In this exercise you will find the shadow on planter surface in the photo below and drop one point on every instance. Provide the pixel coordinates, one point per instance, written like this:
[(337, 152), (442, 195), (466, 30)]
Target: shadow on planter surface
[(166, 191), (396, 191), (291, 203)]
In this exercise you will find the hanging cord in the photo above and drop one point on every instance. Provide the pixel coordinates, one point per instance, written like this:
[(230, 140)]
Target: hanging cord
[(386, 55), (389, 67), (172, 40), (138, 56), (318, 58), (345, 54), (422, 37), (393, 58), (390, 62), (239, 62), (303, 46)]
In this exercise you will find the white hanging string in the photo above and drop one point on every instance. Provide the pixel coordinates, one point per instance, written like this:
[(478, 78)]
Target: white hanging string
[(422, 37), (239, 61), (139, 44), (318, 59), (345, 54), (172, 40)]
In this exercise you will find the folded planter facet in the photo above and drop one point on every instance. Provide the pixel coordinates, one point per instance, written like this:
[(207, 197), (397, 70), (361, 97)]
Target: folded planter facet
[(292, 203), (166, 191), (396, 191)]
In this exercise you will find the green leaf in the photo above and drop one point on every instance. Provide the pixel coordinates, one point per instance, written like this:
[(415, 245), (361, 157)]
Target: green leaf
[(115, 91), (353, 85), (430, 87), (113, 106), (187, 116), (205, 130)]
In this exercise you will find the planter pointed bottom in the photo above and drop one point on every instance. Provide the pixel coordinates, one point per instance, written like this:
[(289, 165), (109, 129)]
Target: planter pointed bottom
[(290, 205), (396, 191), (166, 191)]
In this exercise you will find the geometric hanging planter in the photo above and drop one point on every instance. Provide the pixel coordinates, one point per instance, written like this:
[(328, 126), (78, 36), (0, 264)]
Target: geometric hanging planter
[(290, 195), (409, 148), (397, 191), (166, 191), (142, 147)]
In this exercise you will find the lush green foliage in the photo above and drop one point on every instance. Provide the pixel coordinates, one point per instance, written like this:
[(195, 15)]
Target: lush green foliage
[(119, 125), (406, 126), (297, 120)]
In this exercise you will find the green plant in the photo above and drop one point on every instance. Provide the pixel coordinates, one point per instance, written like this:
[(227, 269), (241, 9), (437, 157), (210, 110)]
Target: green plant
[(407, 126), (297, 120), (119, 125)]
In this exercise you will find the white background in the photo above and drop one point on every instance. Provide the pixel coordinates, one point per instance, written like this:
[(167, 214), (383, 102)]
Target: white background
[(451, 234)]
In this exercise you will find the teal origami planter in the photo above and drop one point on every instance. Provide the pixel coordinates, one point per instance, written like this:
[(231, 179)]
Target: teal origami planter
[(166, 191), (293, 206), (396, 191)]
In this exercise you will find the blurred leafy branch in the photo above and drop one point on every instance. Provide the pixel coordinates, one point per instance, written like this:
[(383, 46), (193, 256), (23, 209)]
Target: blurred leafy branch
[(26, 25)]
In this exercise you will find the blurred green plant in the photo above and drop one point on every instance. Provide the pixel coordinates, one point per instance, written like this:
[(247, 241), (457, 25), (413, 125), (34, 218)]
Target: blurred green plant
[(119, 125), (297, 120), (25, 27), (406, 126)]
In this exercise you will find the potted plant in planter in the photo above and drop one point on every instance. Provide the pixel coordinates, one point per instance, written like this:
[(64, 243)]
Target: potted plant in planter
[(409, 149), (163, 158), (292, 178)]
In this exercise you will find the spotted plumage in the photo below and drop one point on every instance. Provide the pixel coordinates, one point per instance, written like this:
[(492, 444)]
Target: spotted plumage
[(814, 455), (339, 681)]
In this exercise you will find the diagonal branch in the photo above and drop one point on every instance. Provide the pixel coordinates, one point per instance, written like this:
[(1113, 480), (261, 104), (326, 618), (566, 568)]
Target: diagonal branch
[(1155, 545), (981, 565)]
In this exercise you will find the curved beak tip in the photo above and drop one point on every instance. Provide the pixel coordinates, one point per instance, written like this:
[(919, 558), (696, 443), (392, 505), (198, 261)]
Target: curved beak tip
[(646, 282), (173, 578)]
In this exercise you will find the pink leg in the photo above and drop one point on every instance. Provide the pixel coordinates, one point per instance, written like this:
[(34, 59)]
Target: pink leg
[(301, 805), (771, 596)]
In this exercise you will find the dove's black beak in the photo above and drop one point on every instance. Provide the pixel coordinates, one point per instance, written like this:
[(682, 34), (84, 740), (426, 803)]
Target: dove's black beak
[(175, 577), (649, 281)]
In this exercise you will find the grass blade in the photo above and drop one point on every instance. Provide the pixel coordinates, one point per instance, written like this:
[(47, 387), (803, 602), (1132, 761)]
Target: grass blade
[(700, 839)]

## What the exercise asks
Swap "cord" for "rope" in the records, starting at the line that has "In this exercise you will find the hanging" and stopping after the line that has "116), (205, 130)]", and change nothing else. Return only those lines.

## Solution to this problem
In this exercise you will find the hanging rope in the photo above and drop one point on every instance. Provide the pixel coordinates, one point per instance, written like this:
[(230, 140)]
Target: hanging rope
[(386, 55), (389, 67), (172, 40), (138, 56), (318, 58), (345, 54), (422, 37), (393, 58), (390, 62), (239, 62), (303, 46)]
In this exercise you will find the white hanging string in the photo above and drop one point on every instance. Provide the pixel coordinates, one point per instance, written like this:
[(478, 78)]
Target: white hanging string
[(422, 37), (239, 61), (139, 44), (318, 59), (345, 54), (172, 40)]
In this exercise you will find the folded planter facet in the photo above and drop one point on every instance. Provide the pixel coordinates, one point per instance, written like this:
[(207, 197), (397, 70), (361, 97)]
Target: folded planter facet
[(292, 203), (166, 191), (396, 191)]
In this exercise you will find the green leaf in the photo above and drop one point on every instance. Provide the pixel coordinates, one point per instance, written like this:
[(415, 245), (361, 157)]
Target: green leaf
[(115, 91), (353, 85), (430, 87), (113, 106), (187, 116), (205, 130)]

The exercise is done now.